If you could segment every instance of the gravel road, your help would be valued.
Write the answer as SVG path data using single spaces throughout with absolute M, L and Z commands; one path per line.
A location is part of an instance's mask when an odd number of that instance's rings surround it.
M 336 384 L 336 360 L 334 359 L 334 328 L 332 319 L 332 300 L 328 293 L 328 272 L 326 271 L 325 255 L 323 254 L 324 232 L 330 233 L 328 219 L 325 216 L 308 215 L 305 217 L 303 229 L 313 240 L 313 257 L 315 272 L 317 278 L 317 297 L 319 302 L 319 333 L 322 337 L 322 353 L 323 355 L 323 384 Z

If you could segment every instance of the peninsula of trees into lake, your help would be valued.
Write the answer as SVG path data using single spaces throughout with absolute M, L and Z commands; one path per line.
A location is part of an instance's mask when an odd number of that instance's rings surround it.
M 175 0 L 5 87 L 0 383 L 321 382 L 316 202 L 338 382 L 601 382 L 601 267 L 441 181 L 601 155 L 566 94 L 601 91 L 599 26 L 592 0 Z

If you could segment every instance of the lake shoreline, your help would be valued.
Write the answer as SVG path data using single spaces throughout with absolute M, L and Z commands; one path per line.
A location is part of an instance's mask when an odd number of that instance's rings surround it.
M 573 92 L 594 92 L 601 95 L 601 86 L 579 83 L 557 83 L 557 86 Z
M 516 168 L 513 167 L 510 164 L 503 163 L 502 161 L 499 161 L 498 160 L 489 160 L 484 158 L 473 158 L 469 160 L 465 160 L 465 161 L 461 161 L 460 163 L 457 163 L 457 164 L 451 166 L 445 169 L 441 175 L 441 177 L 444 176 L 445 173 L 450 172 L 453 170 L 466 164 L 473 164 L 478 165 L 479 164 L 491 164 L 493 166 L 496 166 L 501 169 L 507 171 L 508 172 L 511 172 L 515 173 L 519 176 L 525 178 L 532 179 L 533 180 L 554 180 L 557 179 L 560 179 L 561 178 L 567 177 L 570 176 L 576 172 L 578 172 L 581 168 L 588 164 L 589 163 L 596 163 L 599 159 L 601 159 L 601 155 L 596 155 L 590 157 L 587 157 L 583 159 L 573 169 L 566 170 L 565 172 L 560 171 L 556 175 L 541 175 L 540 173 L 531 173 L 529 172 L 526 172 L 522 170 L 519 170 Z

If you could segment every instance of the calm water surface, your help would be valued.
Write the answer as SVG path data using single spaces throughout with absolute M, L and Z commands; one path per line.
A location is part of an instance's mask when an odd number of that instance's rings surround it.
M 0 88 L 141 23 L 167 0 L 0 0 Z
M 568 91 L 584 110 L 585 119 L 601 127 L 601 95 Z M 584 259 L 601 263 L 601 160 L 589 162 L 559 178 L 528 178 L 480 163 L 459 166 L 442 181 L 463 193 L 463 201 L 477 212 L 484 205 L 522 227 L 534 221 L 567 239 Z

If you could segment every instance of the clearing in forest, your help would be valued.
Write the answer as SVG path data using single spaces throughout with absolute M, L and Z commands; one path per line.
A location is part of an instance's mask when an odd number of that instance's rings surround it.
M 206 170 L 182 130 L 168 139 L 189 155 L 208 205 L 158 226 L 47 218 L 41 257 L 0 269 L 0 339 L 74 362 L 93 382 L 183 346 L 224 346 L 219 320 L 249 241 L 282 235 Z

==*==

**Problem statement:**
Reproduce verbatim everything in the data above from the line containing "If you could segment every instance of the calm" down to the end of the data, including both of those ends.

**The answer:**
If you could segment every instance of the calm water surface, your help would be valued.
Write the answer as SVG path data using single spaces throughout with absolute M, L and Z commands; one path per line.
A location is part of an instance's mask when an odd number of that instance's rings surround it.
M 0 88 L 141 23 L 167 0 L 0 0 Z
M 568 91 L 584 110 L 585 119 L 601 127 L 601 95 Z M 584 259 L 601 263 L 601 160 L 589 162 L 559 178 L 528 178 L 480 163 L 459 166 L 442 181 L 463 193 L 463 201 L 477 212 L 484 205 L 522 227 L 534 221 L 567 239 Z

If you could segment every instance of the clearing in forest, your help would be valued.
Write the answer as SVG path data using single spaces throughout with absolute M, L and Z commands; one path per line.
A location is part of an instance's mask when an odd number of that instance's rings surround it.
M 206 170 L 182 130 L 168 139 L 189 155 L 208 205 L 158 226 L 47 218 L 41 257 L 0 269 L 0 339 L 74 362 L 93 382 L 183 346 L 224 346 L 219 320 L 249 241 L 282 235 Z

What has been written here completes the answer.